節足雑踏イケタライク

日々思った事や、書籍・映画・その他の感想なんかを呟きます。あまりマジメではございません。

『舞姫』の主人公をバンカラとアフリカ人がボコボコにする最高の小説の世界が明治に存在したので20万字くらいかけて紹介する本

題名が目に入るでしょう?笑うじゃないですか。そしていつの間にか買っていたんですよ。怖いですねぇ。面白かったからいいけどさ。
【あらすじ……というか紹介】
 最初は面食らってしまった。心情的には純文学作品を応援したい。しかしどう考えてみても、明治の娯楽物語は面白すぎる。それでいて普通に生活していると、明治娯楽物語など目にすることはほとんどない。批評や評論を見つけることもできない。やはり価値もなく、面白くもない存在なのだろうかと疑問を持ちつつ、読めばやはり面白い。どういう状況なのか理解することができなかった(カバー折り返しより)
 
 
 【感想】
以下偉そうに書いている解説、全部この本の受け売りですね。明治時代は全然知らない。おもしろい時代だったようですね。「北海道の大学でジャガイモを常食しようという動きがあったが3日でやめた」とかね。せめて初めに提案した奴はもう少し頑張れよ。
 
 
 
時は明治。いち早く海外に追いつきまた追い越すべきという気概の元、あらゆる変化が海外の5倍速で進む時代。芸術感として「本物であるべき」という前提の元に体験談が持て囃され、文芸は「関わるのも下等」「体験談と空想談を一緒にするな」といじめられた。
 
 
 
純文学は、仮に空想だとしても苦悩や情感は本物であり、シリアスさや「美」を求め。黒田湖山は「美以外を目的とした詩歌や小説は価値がない」と断じたが、この動きに「そんなのは知らん」と返した者たちがいた。これはそんな面白さ重視の、「明治娯楽物語」を紹介する本だ。

● **保存エントリ**:
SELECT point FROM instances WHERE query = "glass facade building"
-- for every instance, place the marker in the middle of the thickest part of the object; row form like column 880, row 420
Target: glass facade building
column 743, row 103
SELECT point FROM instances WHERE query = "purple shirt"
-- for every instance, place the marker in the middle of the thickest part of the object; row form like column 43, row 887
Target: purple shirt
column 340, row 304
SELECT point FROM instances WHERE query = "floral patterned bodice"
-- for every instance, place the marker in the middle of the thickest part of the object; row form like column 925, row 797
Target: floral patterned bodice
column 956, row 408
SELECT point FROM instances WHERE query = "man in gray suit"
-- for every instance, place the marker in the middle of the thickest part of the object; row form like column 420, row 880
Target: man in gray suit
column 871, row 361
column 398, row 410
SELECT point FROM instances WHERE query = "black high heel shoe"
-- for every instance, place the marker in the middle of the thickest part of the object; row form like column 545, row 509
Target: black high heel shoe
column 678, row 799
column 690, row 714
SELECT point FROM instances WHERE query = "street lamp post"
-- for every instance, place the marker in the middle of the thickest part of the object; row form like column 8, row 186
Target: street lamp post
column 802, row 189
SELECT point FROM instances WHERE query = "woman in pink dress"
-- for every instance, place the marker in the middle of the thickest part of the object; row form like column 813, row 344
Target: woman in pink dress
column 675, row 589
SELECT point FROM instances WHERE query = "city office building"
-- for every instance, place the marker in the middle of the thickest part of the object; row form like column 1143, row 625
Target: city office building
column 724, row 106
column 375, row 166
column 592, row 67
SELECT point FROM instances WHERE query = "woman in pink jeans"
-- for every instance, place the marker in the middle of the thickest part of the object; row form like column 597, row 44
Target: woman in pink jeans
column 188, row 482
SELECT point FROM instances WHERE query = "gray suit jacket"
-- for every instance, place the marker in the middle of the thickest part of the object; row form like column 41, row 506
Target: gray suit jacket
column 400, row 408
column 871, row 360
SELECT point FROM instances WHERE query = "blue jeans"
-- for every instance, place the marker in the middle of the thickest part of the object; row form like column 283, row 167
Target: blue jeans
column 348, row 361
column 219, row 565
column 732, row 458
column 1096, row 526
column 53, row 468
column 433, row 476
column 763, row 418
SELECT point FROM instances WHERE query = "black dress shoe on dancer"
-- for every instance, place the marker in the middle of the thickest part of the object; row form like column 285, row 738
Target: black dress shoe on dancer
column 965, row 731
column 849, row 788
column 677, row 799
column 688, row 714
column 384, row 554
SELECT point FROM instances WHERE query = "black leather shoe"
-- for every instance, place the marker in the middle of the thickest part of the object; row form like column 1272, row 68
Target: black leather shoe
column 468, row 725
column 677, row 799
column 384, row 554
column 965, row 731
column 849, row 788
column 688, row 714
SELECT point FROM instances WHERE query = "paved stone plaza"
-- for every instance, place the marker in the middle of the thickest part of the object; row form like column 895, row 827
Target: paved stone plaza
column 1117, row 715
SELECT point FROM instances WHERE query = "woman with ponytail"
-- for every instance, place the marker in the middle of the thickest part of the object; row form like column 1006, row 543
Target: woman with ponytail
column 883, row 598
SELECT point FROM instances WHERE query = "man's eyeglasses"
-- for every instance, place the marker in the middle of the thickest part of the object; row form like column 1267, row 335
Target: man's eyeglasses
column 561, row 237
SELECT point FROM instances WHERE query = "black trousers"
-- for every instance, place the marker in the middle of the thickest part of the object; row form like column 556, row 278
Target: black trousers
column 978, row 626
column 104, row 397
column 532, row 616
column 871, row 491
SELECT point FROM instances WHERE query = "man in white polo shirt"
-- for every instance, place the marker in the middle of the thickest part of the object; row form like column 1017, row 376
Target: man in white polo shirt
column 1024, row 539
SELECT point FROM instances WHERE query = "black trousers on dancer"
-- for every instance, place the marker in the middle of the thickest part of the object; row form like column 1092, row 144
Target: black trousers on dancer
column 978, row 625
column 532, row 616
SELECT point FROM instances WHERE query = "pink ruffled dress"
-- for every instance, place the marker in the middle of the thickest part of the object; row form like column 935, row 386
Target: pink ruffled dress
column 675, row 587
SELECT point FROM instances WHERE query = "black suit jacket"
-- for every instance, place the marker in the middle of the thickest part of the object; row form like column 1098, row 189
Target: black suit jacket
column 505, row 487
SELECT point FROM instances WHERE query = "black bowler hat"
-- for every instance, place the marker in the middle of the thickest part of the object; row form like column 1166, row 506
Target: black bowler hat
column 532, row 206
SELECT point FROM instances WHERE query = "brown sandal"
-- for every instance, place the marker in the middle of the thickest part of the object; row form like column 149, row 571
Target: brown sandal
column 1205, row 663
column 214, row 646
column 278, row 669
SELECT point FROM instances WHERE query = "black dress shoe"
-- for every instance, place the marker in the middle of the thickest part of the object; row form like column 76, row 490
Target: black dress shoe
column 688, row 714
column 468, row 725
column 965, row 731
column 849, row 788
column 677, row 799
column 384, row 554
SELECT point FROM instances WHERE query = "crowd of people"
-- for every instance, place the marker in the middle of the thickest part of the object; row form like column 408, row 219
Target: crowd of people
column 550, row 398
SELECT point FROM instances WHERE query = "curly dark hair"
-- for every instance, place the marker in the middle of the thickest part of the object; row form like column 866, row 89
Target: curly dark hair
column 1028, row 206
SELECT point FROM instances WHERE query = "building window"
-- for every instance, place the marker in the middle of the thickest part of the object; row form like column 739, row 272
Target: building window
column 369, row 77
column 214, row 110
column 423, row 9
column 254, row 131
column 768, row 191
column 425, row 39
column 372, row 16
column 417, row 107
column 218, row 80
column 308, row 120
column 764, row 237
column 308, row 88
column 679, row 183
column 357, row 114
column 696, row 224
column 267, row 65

● **課題と練習**:
[1] 明治娯楽物語についての抜粋で、黒田湖山は美以外を目的とした詩歌や小説をどう評していますか?
[2] 明治娯楽物語についての抜粋を、最後の文の後から書き継いでください。

● **解答一覧**:
[1] 「価値がない」と断じています。

[2]
 
 
 
 そんな風に紹介される本の中で、成程これは面白そうだと思ったものをいくつか紹介する。紹介文を読んでさらに紹介するというのもなんだか変な話ではあるけれども。
 
 
 
・講演 玉田玉秀斎「豪傑 荒尾龍之助」
主人公の龍之介が仇討のために日本を漫遊するが、彼本人も3人の武士に仇として付け狙われる。龍之介はお人よしの豪傑で、この3人を飲みに誘うほどだ(当然断られた)。
 
 
 
お人よしの主人公が巻き込まれてしまった悲しき復讐の連鎖……という作品のようにも見えるが、自分と3人との力量差を心配し、「追ってくる間に修行に励め」「俺の泊まる神社には印をつけておくので見失う心配はない」と配慮するくだりはコメディである。今出版されていたら「設定上の強さだけで人間的にはいけすかない主人公」と反感をかうかもしれない。こういうの明治からあったんだなぁ。
 
 
 
・緒方力丸物語
誰が書いたのかは今一つ解らないようだ。少年少女向けに多く出版していた立川文庫の誰かではあるらしいが。江戸時代の娯楽物語「自来也物語」と「自来也豪傑物語」を原作として明治向けにリメイク。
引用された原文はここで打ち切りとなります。